--- START ---

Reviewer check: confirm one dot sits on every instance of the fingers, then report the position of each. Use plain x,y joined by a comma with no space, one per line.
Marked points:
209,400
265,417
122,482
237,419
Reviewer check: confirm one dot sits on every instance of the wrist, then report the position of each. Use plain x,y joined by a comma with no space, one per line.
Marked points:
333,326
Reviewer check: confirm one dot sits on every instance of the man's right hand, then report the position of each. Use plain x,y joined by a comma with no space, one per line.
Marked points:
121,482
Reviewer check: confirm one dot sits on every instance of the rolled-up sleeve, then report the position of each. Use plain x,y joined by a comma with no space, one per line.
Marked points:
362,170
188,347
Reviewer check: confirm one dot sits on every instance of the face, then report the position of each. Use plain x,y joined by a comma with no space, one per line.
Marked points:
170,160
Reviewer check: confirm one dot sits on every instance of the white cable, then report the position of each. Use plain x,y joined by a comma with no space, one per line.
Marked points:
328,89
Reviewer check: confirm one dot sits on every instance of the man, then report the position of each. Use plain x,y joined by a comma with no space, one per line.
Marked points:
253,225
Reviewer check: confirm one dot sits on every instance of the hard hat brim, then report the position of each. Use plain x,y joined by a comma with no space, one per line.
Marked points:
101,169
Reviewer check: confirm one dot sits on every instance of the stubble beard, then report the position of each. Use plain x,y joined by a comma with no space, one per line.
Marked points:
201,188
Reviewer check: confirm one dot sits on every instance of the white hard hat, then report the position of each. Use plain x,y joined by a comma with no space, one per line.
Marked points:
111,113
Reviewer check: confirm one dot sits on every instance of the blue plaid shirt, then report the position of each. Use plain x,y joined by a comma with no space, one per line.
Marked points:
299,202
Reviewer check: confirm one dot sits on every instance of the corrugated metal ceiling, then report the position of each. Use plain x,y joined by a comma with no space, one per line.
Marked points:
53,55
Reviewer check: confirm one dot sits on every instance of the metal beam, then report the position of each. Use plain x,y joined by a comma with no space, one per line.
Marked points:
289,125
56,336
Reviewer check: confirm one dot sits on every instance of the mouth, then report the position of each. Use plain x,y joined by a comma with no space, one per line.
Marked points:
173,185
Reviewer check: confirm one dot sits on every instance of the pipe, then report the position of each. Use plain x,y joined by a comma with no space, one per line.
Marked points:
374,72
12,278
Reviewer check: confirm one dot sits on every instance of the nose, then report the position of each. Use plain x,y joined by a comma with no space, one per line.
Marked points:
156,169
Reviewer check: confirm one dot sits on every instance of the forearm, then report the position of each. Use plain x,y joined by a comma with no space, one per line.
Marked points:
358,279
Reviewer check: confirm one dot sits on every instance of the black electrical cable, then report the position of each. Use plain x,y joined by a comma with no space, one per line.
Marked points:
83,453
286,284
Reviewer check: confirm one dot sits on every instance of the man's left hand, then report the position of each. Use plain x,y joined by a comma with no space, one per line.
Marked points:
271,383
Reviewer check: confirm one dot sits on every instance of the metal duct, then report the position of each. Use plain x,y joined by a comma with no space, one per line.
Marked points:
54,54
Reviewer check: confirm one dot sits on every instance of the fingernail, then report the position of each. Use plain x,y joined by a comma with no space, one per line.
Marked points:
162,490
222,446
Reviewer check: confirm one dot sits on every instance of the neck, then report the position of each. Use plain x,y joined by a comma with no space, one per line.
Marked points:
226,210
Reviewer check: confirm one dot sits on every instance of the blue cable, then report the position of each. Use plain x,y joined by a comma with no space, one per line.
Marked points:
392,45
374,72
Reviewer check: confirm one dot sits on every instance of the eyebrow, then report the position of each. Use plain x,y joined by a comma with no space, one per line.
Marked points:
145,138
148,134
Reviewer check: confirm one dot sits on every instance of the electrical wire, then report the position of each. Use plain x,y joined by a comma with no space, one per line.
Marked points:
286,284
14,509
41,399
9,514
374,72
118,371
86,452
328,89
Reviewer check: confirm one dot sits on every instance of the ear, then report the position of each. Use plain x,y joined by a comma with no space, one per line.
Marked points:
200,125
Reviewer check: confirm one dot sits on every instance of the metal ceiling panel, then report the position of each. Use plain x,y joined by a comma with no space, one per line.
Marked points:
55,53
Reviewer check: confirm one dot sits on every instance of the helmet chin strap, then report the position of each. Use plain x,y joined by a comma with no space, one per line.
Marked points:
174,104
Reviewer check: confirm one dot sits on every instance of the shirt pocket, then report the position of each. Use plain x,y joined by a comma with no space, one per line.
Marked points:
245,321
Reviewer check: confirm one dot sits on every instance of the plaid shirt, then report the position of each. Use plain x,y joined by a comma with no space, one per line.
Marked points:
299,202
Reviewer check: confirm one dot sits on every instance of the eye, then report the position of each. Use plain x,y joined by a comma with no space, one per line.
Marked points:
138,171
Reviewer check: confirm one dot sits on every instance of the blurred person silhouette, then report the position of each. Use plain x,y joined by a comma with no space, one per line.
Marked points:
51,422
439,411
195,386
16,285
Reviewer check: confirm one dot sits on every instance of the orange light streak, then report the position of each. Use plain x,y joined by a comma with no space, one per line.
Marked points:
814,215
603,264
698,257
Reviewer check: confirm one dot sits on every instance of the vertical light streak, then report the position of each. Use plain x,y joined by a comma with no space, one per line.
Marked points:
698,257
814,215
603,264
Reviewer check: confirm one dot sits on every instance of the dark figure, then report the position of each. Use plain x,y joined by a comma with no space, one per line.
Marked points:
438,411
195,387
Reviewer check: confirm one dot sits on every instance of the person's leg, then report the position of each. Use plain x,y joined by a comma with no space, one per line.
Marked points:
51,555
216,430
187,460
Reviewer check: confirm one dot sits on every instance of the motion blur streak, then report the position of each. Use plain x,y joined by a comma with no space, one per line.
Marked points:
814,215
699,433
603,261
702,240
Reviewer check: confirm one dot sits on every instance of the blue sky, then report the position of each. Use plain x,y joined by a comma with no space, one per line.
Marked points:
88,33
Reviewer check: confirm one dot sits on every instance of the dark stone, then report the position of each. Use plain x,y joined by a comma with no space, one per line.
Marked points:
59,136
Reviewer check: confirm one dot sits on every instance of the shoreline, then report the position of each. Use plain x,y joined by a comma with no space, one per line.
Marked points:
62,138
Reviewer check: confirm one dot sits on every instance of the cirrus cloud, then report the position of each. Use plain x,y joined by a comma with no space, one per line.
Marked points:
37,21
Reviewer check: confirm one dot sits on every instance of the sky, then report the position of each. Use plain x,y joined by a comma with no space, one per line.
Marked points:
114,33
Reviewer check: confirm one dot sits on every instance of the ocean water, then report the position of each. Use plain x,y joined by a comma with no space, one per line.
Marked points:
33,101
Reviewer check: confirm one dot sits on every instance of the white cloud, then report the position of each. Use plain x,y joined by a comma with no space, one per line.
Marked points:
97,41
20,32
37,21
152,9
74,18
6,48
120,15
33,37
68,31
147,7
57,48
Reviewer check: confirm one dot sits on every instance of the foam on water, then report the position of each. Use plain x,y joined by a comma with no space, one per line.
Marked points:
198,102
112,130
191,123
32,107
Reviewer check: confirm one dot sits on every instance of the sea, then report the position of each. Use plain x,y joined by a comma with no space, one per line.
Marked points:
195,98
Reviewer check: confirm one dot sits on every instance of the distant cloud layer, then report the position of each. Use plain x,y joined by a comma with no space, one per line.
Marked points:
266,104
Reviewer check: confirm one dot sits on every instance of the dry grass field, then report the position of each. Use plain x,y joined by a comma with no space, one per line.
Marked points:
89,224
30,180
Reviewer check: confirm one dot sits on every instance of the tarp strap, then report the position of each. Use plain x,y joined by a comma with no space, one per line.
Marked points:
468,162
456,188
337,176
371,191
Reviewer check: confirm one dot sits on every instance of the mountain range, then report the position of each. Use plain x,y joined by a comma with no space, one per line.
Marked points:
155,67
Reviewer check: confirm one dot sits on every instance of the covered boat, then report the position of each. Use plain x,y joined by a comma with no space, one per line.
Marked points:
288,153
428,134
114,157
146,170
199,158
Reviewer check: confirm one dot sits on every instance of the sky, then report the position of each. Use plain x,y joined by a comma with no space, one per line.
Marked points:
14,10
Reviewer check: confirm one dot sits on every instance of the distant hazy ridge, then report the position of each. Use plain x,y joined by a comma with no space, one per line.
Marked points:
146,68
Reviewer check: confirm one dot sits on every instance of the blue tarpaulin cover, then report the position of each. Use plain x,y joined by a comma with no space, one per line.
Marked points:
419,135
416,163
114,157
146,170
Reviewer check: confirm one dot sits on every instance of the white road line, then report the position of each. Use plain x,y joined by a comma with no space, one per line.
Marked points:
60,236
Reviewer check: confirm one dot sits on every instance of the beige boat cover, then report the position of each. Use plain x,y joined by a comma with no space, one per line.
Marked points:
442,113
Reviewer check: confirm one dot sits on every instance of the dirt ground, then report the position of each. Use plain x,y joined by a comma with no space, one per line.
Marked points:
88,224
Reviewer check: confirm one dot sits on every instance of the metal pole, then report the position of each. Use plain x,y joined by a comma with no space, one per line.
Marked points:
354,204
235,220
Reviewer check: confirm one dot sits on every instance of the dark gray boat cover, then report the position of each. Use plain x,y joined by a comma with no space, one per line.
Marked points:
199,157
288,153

--- END ---

Task statement ::
Quote exactly and only the lines from the one holding "the blue tarpaulin" through the end of the data.

Solution to this task ::
Reviewer check: confirm one dot sits on every instance of the blue tarpaulin cover, then report the position of each. Use plain x,y joined by a comma with no space, one per line.
Marked points:
419,135
416,163
114,157
146,170
Reviewer check: confirm one dot sits on every instance of the white road line, then report the position of each. Use plain x,y joined by a comma with no space, one per line.
Marked points:
60,236
Reviewer check: confirm one dot sits on every instance of the beige boat cover, then report the position of each. Use plain x,y joined by a comma with no space, one per line.
Marked points:
442,113
Reviewer check: confirm one dot sits on every instance of the dirt ground, then report the position of each. Use plain x,y joined by a comma with no space, one per line.
Marked points:
88,224
Reviewer check: confirm one dot sits on every instance of the metal pole, then report the position of each. Use plain x,y joined by a comma with no space, one per line.
Marked points:
354,204
235,220
Reviewer check: confirm one dot sits on every instance of the dark gray boat cover, then report the position of each. Use plain x,y joined by a comma with no space, one per line.
Marked points:
199,157
288,153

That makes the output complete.